Written problem
Can you rewrite all of the material below, changing every "thickest part" to "widest part" and leaving everything else as it is? Omit the pictures from your answer.

Input material

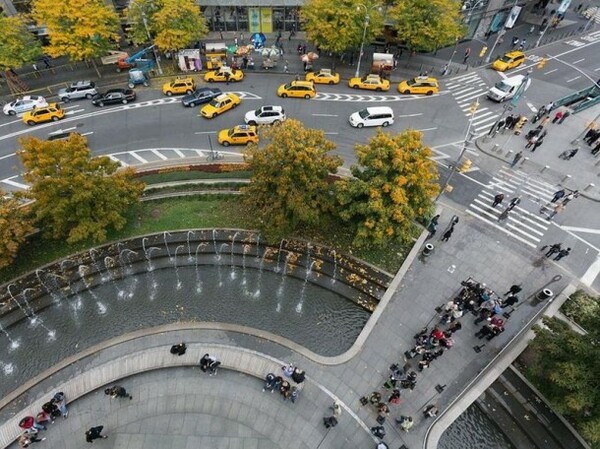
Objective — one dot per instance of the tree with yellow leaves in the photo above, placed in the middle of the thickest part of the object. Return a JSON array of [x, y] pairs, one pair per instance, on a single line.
[[426, 25], [173, 24], [17, 46], [338, 26], [289, 185], [15, 225], [77, 196], [80, 29], [394, 183]]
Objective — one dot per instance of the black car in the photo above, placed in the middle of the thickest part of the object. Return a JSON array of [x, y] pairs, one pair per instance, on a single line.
[[114, 96], [200, 96]]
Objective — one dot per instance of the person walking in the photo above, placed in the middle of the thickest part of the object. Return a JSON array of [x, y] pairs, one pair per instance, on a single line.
[[498, 199], [562, 253], [558, 195], [513, 203], [94, 433], [557, 210], [117, 391], [516, 159]]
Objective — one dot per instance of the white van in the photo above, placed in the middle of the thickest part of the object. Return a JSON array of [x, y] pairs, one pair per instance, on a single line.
[[378, 116], [506, 89]]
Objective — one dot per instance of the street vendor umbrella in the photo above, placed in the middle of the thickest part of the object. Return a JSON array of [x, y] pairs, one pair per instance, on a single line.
[[27, 422]]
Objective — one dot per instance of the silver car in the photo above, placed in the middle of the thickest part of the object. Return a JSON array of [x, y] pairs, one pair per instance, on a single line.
[[80, 89], [27, 103]]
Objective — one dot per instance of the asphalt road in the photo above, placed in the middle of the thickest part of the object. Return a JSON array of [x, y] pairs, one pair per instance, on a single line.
[[155, 123]]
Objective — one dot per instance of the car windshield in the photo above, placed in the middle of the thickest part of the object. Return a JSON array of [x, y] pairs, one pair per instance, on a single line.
[[502, 86]]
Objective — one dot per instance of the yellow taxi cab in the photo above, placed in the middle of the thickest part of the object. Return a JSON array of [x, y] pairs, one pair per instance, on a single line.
[[509, 61], [238, 135], [220, 104], [370, 82], [420, 85], [52, 112], [179, 86], [324, 76], [298, 89], [222, 74]]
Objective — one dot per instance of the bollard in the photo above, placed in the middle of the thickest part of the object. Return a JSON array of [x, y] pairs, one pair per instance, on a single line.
[[543, 294], [427, 250]]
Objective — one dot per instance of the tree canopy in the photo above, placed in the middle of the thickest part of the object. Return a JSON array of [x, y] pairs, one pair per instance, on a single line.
[[76, 196], [79, 29], [393, 185], [338, 26], [289, 185], [18, 46], [173, 24], [426, 25], [14, 227]]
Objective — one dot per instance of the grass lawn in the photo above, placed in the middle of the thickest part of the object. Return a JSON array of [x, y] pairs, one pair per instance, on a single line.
[[205, 211]]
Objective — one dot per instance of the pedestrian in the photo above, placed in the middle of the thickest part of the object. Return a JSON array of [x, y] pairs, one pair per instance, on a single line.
[[94, 433], [498, 199], [448, 234], [562, 253], [516, 159], [513, 203], [117, 391], [60, 401], [554, 248], [514, 289], [432, 226], [558, 195], [557, 210], [179, 349]]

Response
Objective — one dot per instance of the tree with yellow leaves in the photo above, placed in the middle of the widest part of the object. Return a JSON array of [x, y] pairs, one pair per instance, on a single line.
[[426, 25], [173, 24], [17, 46], [338, 26], [289, 185], [15, 225], [77, 196], [80, 29], [394, 183]]
Objective — one dot per instance of the black car in the photo above, placed in the middle of the widest part of the object. Return a JSON array of [x, y] pairs, one pair per instance, on a single line.
[[114, 96], [200, 96]]
Objective — one dot per instance of the person walking in the photo above, placed in the middle of the widest part of the object. Return a JSON array of [x, y] pairs, one pair per instance, on a single line.
[[498, 199], [562, 253], [558, 195], [513, 203], [94, 433], [557, 210], [117, 391], [516, 159]]
Objective — one dot per instance of the white van in the photo above, placed in the middle of the widest part of the object. Return a JSON array of [x, y] pairs, one pair per instance, on a single line.
[[378, 116], [506, 89]]
Objective — one dot per instance of the street vendor umbrella in the photo above, placed in the middle of the widest part of the object. Return a JSON array of [x, y] pairs, one pair per instance, on a single line.
[[27, 422]]
Objective — one dot per instance of the silver car in the photo above, placed in the middle of the widest part of the object. Return a JSON array of [x, y] pairs, one pair per instance, on a single line.
[[80, 89], [27, 103]]
Objective — one dot per instance of the asphalt road in the photo above, placed in the middle of the widest part of the object. Return a JSON array of [x, y] pairs, one pair per instance, on a single line.
[[155, 123]]
Objective — one dot per instance of the car windshield in the photo above, placed in the middle of the widest part of the object. Return a JSON array of [x, y] pairs, one pair per instance, on a single line.
[[502, 86]]
Objective — one dot per instance of the yellow taxi cab in the photo above, placed in the middle of the widest part of the object. Return a JSON array of [x, y] pairs, one pair per instance, on a single line.
[[509, 61], [238, 135], [220, 104], [370, 82], [420, 85], [52, 112], [179, 86], [324, 76], [298, 89], [222, 74]]
Objective — one dot per instance of the bollard in the photo above, placed in the middle of the widest part of the object. Return a JSON array of [x, y] pairs, one pair per instance, on a single line.
[[543, 294], [427, 250]]
Objective — one dot per instance of the tree canopy in the photo above, placed in the middle of the widest part of the object. Return a JSON array of [x, y] pairs, one pair per instance, on a single line.
[[76, 196], [79, 29], [393, 185], [338, 26], [289, 185], [18, 46], [173, 24], [426, 25], [14, 227]]
Objective — one dot per instance of the grass lawn in the photo above, placed in the middle of the widest part of the object. Return a JSON array of [x, y] pairs, one pair per instance, on a single line.
[[205, 211]]
Objective — one dot per instance of the pedestrian in the photo above, placed in the middle of the widest part of the object. Return a JSON array of [x, y] pairs, one pair per instance, on a single line.
[[94, 433], [498, 199], [448, 234], [562, 253], [516, 159], [513, 203], [117, 391], [60, 401], [554, 248], [514, 289], [432, 226], [558, 195], [557, 210], [179, 349]]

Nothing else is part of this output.